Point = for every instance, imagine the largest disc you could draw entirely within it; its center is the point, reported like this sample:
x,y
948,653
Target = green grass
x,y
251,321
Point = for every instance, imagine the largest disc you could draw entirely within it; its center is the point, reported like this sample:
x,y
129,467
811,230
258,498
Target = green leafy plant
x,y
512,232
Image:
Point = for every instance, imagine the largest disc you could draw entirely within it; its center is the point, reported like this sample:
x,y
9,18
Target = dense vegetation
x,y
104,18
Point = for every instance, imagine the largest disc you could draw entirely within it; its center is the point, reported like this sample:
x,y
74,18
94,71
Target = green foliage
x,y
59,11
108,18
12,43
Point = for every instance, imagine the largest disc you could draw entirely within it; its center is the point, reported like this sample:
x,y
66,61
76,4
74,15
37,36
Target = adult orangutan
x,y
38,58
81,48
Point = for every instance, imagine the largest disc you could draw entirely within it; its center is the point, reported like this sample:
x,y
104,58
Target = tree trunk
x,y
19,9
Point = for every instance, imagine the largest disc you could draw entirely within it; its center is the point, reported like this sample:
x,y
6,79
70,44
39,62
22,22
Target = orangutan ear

☆ ☆ ☆ ☆

Problem details: Reproduce all the items above, requests included, shifting every x and y coordinate in the answers up by 97. Leave the numbers in the requests and their format samples unchanged.

Solution for this problem:
Point = for every instance, imagine the largest disc you could draw entirely within it; its center is the point, reported like this sample:
x,y
948,653
Target = green grass
x,y
348,418
Point = for every instance, imagine the largest disc you could draw entirely within it; its center is the point, reported like this sample:
x,y
129,467
811,230
258,498
Target = green leafy plant
x,y
609,329
Image:
Point = for every instance, imagine the largest disc you could draw entirely within it; its center is the point, reported like this sample:
x,y
9,18
Target = dense vegetation
x,y
201,115
Point = for every instance, imagine the largest disc you could draw entirely within it; its center is the point, reported like this sample:
x,y
74,18
94,71
Target = green foliage
x,y
156,108
205,115
109,140
Point = for every instance, imagine the largest disc you could draw entirely within it; its center is the point, reported like this sample:
x,y
66,61
76,4
74,15
37,36
Target = adult orangutan
x,y
135,155
178,145
Point = for every instance, imagine the largest disc you could draw entirely within it; its center is the point, reported like this sample:
x,y
104,58
Target = tree trunk
x,y
116,106
Point = for every instance, imagine the largest disc you could draw entirely within it; its center is the point, reported like this sample:
x,y
6,79
70,44
39,62
22,22
Target = orangutan ear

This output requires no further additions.